START Document text

Feedback wonders about picture captions that say “Image for illustration purposes only” (13 May). I work for a large office automation firm in South Africa and we have similar notes on for pictures of our products. This is because it is not feasible to take a picture of each and every small hardware upgrade to our existing range of products. The product in the photo might differ slightly from the actual machine our clients receive.

For the record

• The law requiring US car makers to establish an average fuel efficiency in their cars was passed by Congress in 1975 when President Ford was in office, not President Carter as stated in Comment and Analysis (13 May, p 21). Also the standard was known as CAFE, which stood for Corporate Average Fuel Economy, not Efficiency as stated. Finally, the article implied that the policy of a 55 miles per hour limit was dropped when Carter, who supported it, left office in 1981. In fact, it survived until 1986.

Reading minds

In the article on using fMRI to determine a person’s thoughts, Douglas Fox wrote: “Until recently, mind reading was the preserve of quacks” (6 May, p 32). Not so! Over 30 years ago, long before fMRI was developed, Lawrence Pinneo of the Stanford Research Institute claimed that he could recognise words that volunteers were thinking of by using EEG and EMG data.

Gravity's ugly duckling

An often-observed characteristic of a good scientific theory is that its governing equations have some aesthetic structure. This is certainly not the case for the relativistic theory known as modified Newtonian dynamics, or MOND (29 April, p 52), where agreement with observations is only obtained after fiddling and adding enough fields. Will yet another field be added next time a discrepancy between MOND and observations is found? Even if the “Pioneer effect” is real, it is certainly no proof that MOND is the correct explanation. It just means that a force of some kind is missing from our calculations.

And vice versa…?

END Document text

## Task requirements
1. According to the letters, in what year did the 55 miles per hour limit end?
2. Reproduce everything in the letters from "For the record" down to "and EMG data.", renaming "fMRI" to "functional MRI".

START Records supplied

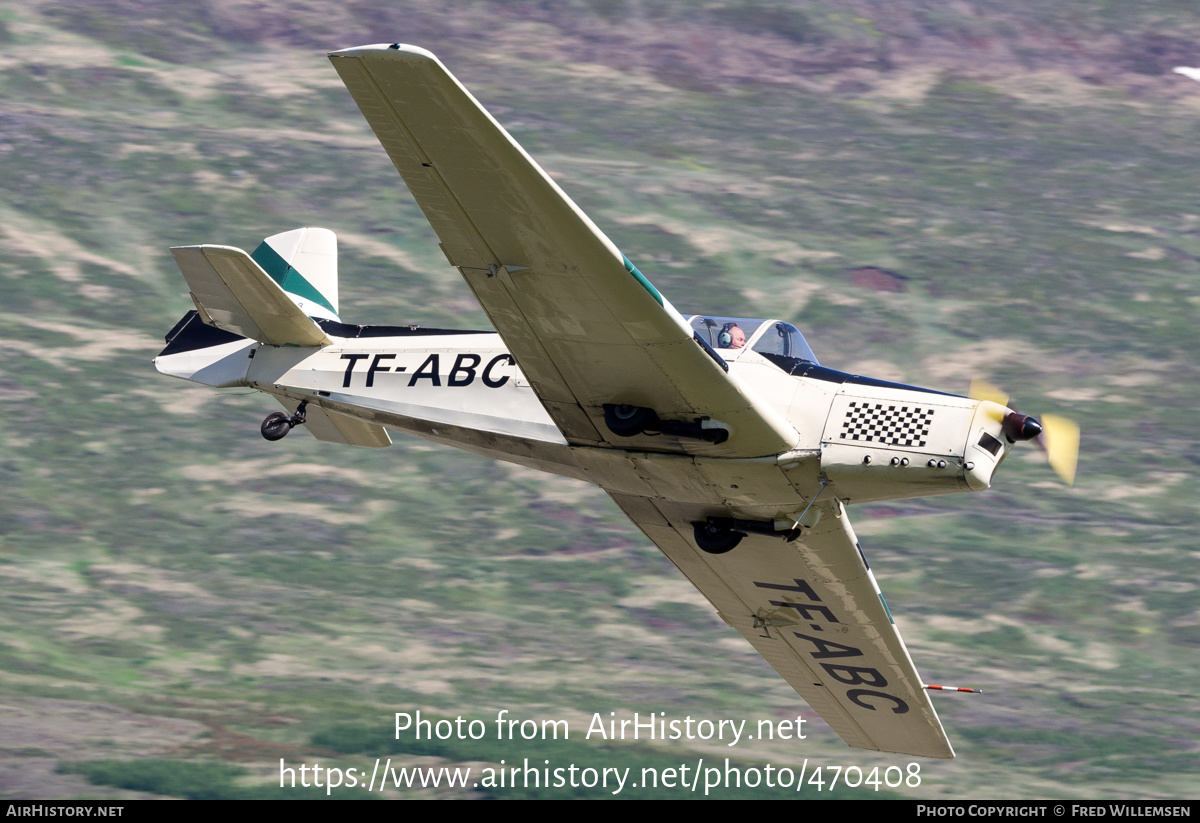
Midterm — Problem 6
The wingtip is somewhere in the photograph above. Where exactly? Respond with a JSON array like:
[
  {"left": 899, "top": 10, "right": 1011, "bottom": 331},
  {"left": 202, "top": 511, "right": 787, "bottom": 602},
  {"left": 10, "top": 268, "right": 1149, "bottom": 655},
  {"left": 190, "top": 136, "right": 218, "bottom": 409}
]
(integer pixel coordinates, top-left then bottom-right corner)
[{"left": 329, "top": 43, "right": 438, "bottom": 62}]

END Records supplied
START Records supplied

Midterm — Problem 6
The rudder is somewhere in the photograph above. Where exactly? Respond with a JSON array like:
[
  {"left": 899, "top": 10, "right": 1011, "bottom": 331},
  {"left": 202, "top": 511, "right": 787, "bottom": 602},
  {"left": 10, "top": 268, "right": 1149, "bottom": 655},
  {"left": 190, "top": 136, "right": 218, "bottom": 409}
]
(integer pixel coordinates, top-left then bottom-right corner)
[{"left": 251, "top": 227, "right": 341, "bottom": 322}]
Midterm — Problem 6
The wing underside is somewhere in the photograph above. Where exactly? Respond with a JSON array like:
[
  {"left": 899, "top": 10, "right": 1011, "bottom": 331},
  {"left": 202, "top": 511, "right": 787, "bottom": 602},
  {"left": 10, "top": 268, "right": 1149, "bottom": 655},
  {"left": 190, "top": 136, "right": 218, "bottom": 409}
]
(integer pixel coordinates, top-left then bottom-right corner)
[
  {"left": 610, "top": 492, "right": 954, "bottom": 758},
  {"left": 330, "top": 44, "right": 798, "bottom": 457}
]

END Records supplied
START Records supplied

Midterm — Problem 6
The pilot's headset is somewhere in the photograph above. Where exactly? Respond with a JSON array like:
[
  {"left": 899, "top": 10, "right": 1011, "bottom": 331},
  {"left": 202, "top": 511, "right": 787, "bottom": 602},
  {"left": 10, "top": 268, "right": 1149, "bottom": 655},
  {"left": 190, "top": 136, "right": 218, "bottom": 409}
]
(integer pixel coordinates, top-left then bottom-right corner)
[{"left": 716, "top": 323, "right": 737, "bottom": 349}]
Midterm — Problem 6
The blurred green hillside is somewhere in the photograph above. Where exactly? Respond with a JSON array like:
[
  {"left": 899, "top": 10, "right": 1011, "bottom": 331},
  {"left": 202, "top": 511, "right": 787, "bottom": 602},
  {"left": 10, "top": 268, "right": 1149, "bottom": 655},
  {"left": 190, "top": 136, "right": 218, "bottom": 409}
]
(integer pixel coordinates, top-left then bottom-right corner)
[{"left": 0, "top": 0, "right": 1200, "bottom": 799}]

END Records supplied

## Replies
1. 1986

2.
For the record

• The law requiring US car makers to establish an average fuel efficiency in their cars was passed by Congress in 1975 when President Ford was in office, not President Carter as stated in Comment and Analysis (13 May, p 21). Also the standard was known as CAFE, which stood for Corporate Average Fuel Economy, not Efficiency as stated. Finally, the article implied that the policy of a 55 miles per hour limit was dropped when Carter, who supported it, left office in 1981. In fact, it survived until 1986.

Reading minds

In the article on using functional MRI to determine a person’s thoughts, Douglas Fox wrote: “Until recently, mind reading was the preserve of quacks” (6 May, p 32). Not so! Over 30 years ago, long before functional MRI was developed, Lawrence Pinneo of the Stanford Research Institute claimed that he could recognise words that volunteers were thinking of by using EEG and EMG data.